■ Required task:
Repeat every one of the records below word for word, line by line.

■ Dataset:

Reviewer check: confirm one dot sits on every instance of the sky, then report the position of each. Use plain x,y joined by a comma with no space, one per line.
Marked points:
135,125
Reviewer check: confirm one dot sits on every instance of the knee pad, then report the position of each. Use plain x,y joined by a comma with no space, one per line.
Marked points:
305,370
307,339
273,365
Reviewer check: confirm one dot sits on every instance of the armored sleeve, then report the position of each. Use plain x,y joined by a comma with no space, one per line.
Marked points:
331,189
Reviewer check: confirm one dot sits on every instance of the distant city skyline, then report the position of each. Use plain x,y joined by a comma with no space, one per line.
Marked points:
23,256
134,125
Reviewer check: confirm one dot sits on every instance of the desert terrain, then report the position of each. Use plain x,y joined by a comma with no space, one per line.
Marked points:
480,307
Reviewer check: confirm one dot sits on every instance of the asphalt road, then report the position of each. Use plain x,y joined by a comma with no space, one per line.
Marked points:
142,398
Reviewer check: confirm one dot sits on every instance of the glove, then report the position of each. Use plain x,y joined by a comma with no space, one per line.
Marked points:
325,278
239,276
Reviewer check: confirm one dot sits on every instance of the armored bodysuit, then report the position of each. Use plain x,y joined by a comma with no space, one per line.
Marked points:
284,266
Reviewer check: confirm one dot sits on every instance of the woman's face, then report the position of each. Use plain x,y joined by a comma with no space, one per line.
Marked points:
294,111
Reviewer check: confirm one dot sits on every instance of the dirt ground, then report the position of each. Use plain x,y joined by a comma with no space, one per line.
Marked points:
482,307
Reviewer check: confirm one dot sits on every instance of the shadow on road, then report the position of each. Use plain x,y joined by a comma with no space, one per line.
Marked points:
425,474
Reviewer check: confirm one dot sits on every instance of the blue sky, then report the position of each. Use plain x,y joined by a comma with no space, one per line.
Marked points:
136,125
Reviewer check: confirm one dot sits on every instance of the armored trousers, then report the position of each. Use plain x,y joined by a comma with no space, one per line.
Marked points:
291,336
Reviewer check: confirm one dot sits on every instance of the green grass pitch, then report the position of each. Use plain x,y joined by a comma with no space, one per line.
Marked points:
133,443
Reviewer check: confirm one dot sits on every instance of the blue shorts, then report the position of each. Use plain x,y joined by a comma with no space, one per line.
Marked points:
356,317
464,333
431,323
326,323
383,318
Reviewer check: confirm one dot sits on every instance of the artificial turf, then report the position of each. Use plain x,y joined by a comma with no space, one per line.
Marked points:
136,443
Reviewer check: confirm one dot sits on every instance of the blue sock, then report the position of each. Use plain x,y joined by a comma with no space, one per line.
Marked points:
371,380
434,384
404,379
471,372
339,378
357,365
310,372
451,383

■ Reply:
Reviewer check: confirm one dot sits on every instance of the sky, then report the position of each. Use plain x,y joined by a comma with no space, one per line.
Marked points:
135,125
Reviewer check: confirm one dot sits on every instance of the knee pad, then report the position of each. Use plain x,y joined by a comma with no space, one per line.
Marked points:
305,370
307,339
273,365
Reviewer check: confirm one dot sits on every instance of the armored sleeve, then report the position of each. Use plain x,y joined by a comma with no space, one per line.
Marked points:
331,189
Reviewer check: confirm one dot sits on every instance of the distant city skyline, then report the position of each. Use plain x,y joined by a comma with no space, one per line.
Marked points:
23,256
134,125
Reviewer check: confirm one dot sits on every instance of the desert terrain, then report the position of each. Use plain x,y joined by a comma with no space, one per line.
Marked points:
480,307
Reviewer check: confirm one dot sits on every instance of the asphalt road, then report the position of each. Use plain x,y joined by a comma with no space, one per line.
Marked points:
142,398
Reviewer check: confirm one dot sits on every instance of the glove, then report the position of each. Use plain x,y joined by a comma with no space, one per line.
Marked points:
325,278
239,276
Reviewer check: confirm one dot sits on every instance of the armored bodysuit, then report the position of each. Use plain x,y joined by a comma with no space, one per line.
Marked points:
284,266
Reviewer check: confirm one dot sits on every instance of the woman's face, then report the position of each. Use plain x,y joined by a comma with no space, one per line.
Marked points:
294,111
Reviewer check: confirm one dot sits on every instance of the dirt ground, then report the position of each. Use plain x,y joined by a comma with no space, one per line.
Marked points:
482,307
Reviewer check: confirm one dot sits on every instance of the shadow on road, then report the position of each. Use plain x,y joined by a comma with no space, one per line.
Marked points:
425,474
Reviewer check: confirm one dot sits on every instance of the blue sky, then report the position of each. Use plain x,y joined by a comma with no space, one per line.
Marked points:
136,125
Reviewer check: confirm one dot sits on every instance of the armored trousers, then report the position of each. Use plain x,y joined by a comma with no space, one per line.
Marked points:
291,336
Reviewer check: confirm one dot sits on every instance of the green grass pitch, then report the position of each. Use plain x,y joined by a comma with no space, one per line.
Marked points:
133,443
Reviewer check: confirm one dot sits on every instance of the blue shorts, then report the position of each. Use plain x,y joined by a comma with no space, one per line.
Marked points:
356,317
464,333
431,323
326,323
383,318
Reviewer check: confirm one dot sits on every instance of the artificial turf, then report the position of each. Use plain x,y joined by a comma with no space, one per line.
Marked points:
136,443
Reviewer check: confirm one dot sits on every instance of the blue sock, then report the position of each. Use plain x,y joined by a comma with no space, one per line.
Marked points:
371,380
434,384
404,379
471,372
339,378
357,365
310,372
451,383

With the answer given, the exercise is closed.